Texto proporcionado:
-------------------------

Los concursos en televisión

Los concursos han sido una constante en televisión, uno de los géneros más populares e incluso, a veces, un buen recurso para rellenar, con desigual fortuna, las parrillas de la estación veraniega cuando descansan otros programas considerados de más enjundia. La década de los años noventa, marcada por el éxito de los realities y las series de ficción de producción española, supuso el declive de los concursos; sin embargo, en los últimos años, han recobrado poco a poco un sitio notable en las parrillas de televisión, a partir de algunos alicientes añadidos al talante lúdico que los caracteriza. En ocasiones se ha incorporado algún elemento que no es propio de los concursos como el humor («La parodia nacional»), otras veces se han acercado a los sorteos (no olvidemos que España es uno de los países que más dinero gasta en juegos de azar), y otras se han fusionado en simbiosis con la música («Menudas estrellas», «El semáforo», «Lluvia de estrellas» u «Operación triunfo», del que nos ocuparemos más adelante).

En la temporada 1997/98 comienzan a cobrar nuevo auge los concursos de preguntas y respuestas de carácter cultural, que se consolidan en las siguientes temporadas, como secciones dentro de magazines y como programas independientes con entidad propia dentro de la programación de las cadenas.

El mejor ejemplo del éxito alcanzado por este tipo de concurso lo constituye «¿Quiere ser millonario?», un formato importado y renovado que se convierte en la revelación de la temporada 2000/01 y catapulta a la fama a su presentador, que luego daría el salto al ámbito de la interpretación. A partir de la adaptación del concurso británico «Who wants to be a millonaire?», el programa alcanza una media de 2.175.000 espectadores –24 por ciento de share– a lo largo de 204 emisiones (Cáceres, 2002). Se trata de un programa que llegó precedido del enorme éxito alcanzado en Reino Unido y Estados Unidos, en el que se pone a prueba la cultura de los telespectadores que pueden ir a concursar, e intentarlo desde sus casas, después de superar un pequeño casting en el que se verifican sus conocimientos de cultura general. La puesta en escena era bastante sencilla: un concursante y un presentador enfrentados ante un atril en un plató de ambiente futurista. El nombre «50 x 15» que ostentaba en sus comienzos y que luego evoluciona a la traducción del original inglés, alude al número de preguntas que deben responderse y al premio de 50 millones de las antiguas pesetas que es posible ganar.

Otro elemento añadido al interés de los concursos ha sido precisamente un notable aumento de la cuantía de los premios. Por ejemplo, el 22 de septiembre de 2000 «¿Quiere ser millonario?» concedió el premio de 50 millones por primera y única vez a un ingeniero barcelonés (01) . Meses después, el 1 de marzo de 2001, «El juego del euromillón» entregó un millón de euros a una mallorquina de 61 años, con lo que se convierte en el programa que concede el premio más elevado de la televisión española. El anterior récord estaba en manos de «El concurso del siglo» que el 19 de diciembre de 1999 había entregado un premio de 100 millones de pesetas.

-------------------------

Partes del ejercicio:
(1) Enumere los programas que, según el texto sobre los concursos en televisión, se han fusionado con la música.
(2) Indique si cada afirmación concuerda con el texto sobre los concursos en televisión, citando las palabras que lo deciden: (a) la década de los noventa supuso el declive de los concursos; (b) «¿Quiere ser millonario?» concedió varias veces el premio de 50 millones; (c) «El concurso del siglo» entregó un millón de euros.
(3) Prosiga el texto sobre los concursos en televisión a partir de su última oración.

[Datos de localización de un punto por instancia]
-------------------------

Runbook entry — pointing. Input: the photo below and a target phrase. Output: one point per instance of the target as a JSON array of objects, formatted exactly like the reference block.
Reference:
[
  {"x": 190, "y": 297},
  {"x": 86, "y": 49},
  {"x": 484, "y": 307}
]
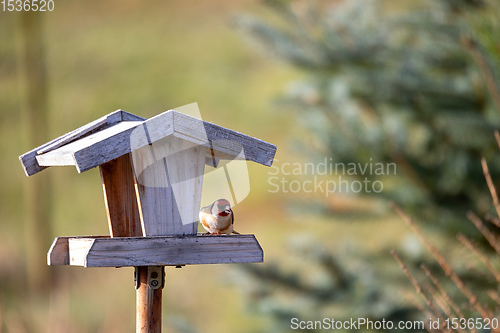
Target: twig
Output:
[
  {"x": 482, "y": 228},
  {"x": 420, "y": 308},
  {"x": 467, "y": 243},
  {"x": 485, "y": 68},
  {"x": 442, "y": 262},
  {"x": 492, "y": 219},
  {"x": 491, "y": 186},
  {"x": 443, "y": 292},
  {"x": 417, "y": 286}
]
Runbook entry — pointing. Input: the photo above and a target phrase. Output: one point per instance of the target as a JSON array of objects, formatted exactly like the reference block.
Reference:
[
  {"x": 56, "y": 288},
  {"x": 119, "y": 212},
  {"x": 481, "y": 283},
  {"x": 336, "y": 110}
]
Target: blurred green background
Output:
[{"x": 146, "y": 58}]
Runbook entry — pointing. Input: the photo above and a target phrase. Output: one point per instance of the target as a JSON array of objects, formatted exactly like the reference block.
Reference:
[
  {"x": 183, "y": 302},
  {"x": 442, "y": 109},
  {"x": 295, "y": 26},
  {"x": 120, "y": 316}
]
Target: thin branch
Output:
[
  {"x": 491, "y": 186},
  {"x": 482, "y": 228},
  {"x": 442, "y": 262},
  {"x": 421, "y": 309},
  {"x": 484, "y": 259}
]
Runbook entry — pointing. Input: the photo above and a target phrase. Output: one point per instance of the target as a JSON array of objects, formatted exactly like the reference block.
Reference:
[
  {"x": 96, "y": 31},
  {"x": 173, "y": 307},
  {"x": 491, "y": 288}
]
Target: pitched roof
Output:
[{"x": 120, "y": 132}]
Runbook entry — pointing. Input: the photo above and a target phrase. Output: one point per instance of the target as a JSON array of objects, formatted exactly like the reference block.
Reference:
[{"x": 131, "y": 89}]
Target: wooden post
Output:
[{"x": 149, "y": 284}]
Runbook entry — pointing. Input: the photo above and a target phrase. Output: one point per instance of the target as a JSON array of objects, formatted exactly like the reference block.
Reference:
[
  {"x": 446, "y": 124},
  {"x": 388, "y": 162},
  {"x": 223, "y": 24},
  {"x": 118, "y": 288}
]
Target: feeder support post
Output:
[{"x": 149, "y": 283}]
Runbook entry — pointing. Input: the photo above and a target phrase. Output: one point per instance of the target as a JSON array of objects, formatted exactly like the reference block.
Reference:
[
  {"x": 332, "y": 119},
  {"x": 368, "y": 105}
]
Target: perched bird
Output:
[{"x": 218, "y": 218}]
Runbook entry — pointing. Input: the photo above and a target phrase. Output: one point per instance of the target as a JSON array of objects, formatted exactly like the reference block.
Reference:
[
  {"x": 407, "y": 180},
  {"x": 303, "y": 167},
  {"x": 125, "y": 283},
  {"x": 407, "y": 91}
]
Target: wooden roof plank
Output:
[
  {"x": 123, "y": 137},
  {"x": 106, "y": 145},
  {"x": 29, "y": 161}
]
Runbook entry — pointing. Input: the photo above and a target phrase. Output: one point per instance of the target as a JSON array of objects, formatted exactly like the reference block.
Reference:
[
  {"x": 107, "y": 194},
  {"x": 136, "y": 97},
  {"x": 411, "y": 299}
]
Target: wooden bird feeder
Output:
[{"x": 152, "y": 175}]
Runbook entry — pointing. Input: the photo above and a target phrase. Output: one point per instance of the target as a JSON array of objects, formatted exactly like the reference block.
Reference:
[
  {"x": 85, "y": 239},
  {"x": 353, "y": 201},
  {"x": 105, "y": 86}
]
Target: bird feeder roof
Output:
[{"x": 121, "y": 132}]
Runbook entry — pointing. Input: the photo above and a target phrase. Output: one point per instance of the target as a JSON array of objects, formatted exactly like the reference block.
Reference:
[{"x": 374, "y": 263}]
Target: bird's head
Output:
[{"x": 221, "y": 207}]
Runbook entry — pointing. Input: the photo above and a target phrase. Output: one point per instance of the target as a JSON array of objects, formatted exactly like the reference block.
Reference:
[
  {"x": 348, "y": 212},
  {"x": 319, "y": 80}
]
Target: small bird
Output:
[{"x": 218, "y": 218}]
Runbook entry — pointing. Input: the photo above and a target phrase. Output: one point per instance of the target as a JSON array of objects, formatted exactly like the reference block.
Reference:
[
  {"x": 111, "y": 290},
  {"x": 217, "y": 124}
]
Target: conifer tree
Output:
[{"x": 419, "y": 89}]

-------------------------

Respuestas del ejercicio:
(1) «Menudas estrellas», «El semáforo», «Lluvia de estrellas» y «Operación triunfo».

(2)
(a) Sí: «La década de los años noventa, marcada por el éxito de los realities y las series de ficción de producción española, supuso el declive de los concursos».
(b) No: «concedió el premio de 50 millones por primera y única vez a un ingeniero barcelonés».
(c) No: «El juego del euromillón» entregó un millón de euros a una mallorquina de 61 años».

(3)
El juego de la humillación

Las pasadas temporadas hemos asistido a un elemento de innovación en los concursos: la aplicación a los quiz de elementos que provienen de los realities y que antes se habían ensayado en los games, dando lugar a un nuevo formato que algunos autores han denominado de gama psicotensa. Es decir, se trata de programas en los que el presentador añade a su función tradicional comentarios agresivos, impertinentes o poco amables sobre las respuestas de los concursantes. Aquí los concursos pierden el cariz lúdico, su tradicional cara amable y condescendiente para poner el énfasis en una dimensión degradante.

Es el caso del concurso «El rival más débil», adaptación del formato británico «Weakest Link», que Televisión Española (TVE) emite en la banda de tarde con una audiencia media de 17,2 por ciento de share (02) . Este concurso de carácter cultural, híbrido entre quiz y game-show, cuenta con dos alicientes principales: la rivalidad entre los nueve participantes que pugnan por un premio en metálico de 7.200 euros como máximo –introduciendo la nominación como mecanismo de confrontación gratuita que lleva a la eliminación no por el nivel de conocimientos, sino por la decisión arbitraria de sus contrincantes– y la condición de la presentadora que sanciona a los perdedores con comentarios sarcásticos y humillantes. Siguiendo el modelo de su homóloga británica Anne Robinson, la presentadora Karmele Aramburu (antes Nuria González), vestida de riguroso negro, radical y sin concesiones, hace alarde de animadversión hacia los concursantes, criticando sus fallos en las respuestas e ironizando sobre su expulsión del plató. Todo ello ambientado en una escenografía y música acordes con el tono agrio del concurso.

En esta misma línea, el concurso «La silla», emitido por diversas cadenas autonómicas, presentaba como valor añadido la tensión que deben soportar los participantes inducida a partir de distintos elementos-sorpresa del programa. Así resultaba tener mayores posibilidades de ganar no el concursante más culto, sino el que era capaz de controlar mejor los nervios medidos por los latidos de su corazón. En sucesivas rondas se complicaba la dificultad de las preguntas, descendiendo el número de pulsaciones que no pueden ser rebasadas y aumentando la consiguiente tensión. Finalmente, la templanza de los nervios resulta ser la clave para alzarse con el premio de 100.000 euros.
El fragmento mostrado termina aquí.